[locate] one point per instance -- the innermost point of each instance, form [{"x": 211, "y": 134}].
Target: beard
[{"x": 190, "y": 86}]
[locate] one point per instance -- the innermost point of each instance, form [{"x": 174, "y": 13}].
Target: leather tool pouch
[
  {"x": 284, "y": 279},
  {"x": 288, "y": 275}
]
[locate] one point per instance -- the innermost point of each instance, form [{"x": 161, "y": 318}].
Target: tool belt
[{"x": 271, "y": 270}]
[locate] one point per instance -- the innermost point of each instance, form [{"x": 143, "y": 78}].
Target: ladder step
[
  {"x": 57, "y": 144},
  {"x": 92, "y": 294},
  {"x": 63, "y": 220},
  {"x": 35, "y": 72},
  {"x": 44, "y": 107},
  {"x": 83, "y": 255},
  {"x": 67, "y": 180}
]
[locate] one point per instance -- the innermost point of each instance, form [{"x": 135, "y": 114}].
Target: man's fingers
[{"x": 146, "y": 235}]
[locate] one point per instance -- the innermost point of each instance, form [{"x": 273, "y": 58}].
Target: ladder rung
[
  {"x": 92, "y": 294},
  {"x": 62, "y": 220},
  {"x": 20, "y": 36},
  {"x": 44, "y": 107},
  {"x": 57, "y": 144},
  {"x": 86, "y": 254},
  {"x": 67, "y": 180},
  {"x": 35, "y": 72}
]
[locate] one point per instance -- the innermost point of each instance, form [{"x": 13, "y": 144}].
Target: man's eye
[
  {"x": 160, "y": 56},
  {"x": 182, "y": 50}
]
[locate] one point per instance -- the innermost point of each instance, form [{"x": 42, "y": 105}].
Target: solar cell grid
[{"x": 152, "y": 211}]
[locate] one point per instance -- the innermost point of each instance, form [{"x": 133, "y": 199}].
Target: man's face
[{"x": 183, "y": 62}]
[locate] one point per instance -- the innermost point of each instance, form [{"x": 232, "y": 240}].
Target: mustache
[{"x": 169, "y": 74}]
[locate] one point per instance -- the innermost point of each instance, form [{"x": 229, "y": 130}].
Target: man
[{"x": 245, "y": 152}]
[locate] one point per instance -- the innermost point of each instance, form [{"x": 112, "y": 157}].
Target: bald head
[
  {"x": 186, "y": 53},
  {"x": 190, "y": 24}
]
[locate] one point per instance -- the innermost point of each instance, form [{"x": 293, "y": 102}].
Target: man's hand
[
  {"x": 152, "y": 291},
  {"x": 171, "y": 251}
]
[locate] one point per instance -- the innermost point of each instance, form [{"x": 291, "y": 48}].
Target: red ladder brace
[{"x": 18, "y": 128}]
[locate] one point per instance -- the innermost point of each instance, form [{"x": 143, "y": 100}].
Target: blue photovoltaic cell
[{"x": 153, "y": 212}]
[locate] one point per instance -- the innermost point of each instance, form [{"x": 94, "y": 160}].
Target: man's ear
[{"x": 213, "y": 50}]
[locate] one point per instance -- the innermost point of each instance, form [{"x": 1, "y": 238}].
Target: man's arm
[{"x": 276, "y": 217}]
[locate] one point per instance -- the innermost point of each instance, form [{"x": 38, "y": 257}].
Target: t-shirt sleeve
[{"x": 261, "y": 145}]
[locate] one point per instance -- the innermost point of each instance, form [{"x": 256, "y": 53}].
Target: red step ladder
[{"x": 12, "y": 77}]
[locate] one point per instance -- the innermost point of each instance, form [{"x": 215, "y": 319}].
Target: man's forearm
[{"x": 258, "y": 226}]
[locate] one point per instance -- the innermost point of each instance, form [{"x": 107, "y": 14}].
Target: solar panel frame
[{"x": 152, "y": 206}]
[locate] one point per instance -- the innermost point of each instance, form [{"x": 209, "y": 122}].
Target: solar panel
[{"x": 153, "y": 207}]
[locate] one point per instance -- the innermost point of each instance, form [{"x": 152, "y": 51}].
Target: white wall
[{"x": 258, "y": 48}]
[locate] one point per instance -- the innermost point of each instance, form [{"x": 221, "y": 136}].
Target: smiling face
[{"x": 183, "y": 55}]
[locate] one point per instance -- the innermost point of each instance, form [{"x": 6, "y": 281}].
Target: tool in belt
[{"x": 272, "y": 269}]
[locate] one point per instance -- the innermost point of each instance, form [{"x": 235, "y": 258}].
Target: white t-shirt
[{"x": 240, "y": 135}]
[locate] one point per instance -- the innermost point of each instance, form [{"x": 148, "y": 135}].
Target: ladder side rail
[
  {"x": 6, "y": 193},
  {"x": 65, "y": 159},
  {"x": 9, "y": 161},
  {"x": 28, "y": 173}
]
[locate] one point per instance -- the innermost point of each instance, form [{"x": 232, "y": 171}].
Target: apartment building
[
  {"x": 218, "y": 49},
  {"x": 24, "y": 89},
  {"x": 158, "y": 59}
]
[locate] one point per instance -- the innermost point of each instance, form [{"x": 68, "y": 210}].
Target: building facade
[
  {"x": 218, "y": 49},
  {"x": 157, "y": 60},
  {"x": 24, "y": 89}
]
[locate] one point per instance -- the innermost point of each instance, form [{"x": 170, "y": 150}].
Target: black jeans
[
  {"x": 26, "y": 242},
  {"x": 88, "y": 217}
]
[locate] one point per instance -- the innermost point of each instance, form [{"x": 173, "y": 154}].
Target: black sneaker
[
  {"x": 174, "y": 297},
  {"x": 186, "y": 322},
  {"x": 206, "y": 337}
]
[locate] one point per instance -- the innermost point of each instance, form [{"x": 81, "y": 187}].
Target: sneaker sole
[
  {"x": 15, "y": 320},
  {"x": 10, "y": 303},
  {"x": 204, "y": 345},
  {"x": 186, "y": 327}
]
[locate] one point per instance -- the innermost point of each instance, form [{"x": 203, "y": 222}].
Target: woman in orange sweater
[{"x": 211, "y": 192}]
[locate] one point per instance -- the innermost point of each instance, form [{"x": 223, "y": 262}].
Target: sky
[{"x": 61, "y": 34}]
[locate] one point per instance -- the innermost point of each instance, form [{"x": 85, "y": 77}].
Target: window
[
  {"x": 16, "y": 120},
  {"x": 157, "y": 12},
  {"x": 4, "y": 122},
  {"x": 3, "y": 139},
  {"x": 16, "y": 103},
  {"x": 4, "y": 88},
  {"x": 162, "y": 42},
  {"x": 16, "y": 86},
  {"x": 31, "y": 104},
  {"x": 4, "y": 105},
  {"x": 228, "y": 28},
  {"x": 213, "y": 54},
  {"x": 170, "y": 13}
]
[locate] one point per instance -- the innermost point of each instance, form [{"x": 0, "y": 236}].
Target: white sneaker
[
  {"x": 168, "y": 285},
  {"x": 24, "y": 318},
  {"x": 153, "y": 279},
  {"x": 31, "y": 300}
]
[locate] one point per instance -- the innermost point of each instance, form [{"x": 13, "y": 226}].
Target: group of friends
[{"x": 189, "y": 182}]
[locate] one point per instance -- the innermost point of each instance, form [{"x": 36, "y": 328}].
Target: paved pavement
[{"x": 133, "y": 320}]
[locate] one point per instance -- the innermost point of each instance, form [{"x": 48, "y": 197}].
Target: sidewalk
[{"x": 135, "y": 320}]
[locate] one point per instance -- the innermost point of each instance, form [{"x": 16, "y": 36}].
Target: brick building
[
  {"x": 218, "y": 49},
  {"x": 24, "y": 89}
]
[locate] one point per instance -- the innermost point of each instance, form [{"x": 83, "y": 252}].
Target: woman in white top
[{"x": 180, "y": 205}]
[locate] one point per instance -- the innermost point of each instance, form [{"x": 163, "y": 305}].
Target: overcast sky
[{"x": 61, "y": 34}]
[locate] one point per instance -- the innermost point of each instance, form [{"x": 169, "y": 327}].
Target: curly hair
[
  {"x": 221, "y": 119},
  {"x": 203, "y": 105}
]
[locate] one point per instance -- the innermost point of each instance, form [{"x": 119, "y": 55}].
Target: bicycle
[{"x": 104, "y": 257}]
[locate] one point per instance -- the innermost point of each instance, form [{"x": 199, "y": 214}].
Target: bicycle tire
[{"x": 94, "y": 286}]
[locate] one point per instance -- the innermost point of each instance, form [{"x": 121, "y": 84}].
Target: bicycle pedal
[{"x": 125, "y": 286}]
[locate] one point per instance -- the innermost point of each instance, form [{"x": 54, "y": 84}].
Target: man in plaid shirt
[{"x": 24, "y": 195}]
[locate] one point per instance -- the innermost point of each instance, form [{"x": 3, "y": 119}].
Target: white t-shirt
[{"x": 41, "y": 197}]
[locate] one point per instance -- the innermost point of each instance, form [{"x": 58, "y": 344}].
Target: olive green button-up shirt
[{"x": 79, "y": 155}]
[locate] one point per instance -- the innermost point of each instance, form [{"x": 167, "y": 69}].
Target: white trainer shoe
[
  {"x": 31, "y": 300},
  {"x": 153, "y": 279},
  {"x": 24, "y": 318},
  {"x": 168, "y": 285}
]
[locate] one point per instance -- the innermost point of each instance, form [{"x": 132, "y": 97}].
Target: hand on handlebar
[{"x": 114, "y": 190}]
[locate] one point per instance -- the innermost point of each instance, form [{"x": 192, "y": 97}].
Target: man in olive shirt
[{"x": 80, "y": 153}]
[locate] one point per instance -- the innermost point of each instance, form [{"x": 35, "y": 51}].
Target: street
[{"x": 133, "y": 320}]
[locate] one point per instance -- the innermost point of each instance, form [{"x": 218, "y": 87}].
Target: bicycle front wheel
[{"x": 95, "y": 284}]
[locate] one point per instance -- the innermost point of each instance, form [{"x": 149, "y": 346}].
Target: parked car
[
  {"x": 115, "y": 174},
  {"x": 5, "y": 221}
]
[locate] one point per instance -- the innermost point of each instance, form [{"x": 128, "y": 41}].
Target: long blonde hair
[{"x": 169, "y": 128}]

* SHORT PROBLEM *
List every line of the material above that contains the word "step", reproducing each such line in full.

* PROBLEM SOLUTION *
Target: ladder step
Target: red step ladder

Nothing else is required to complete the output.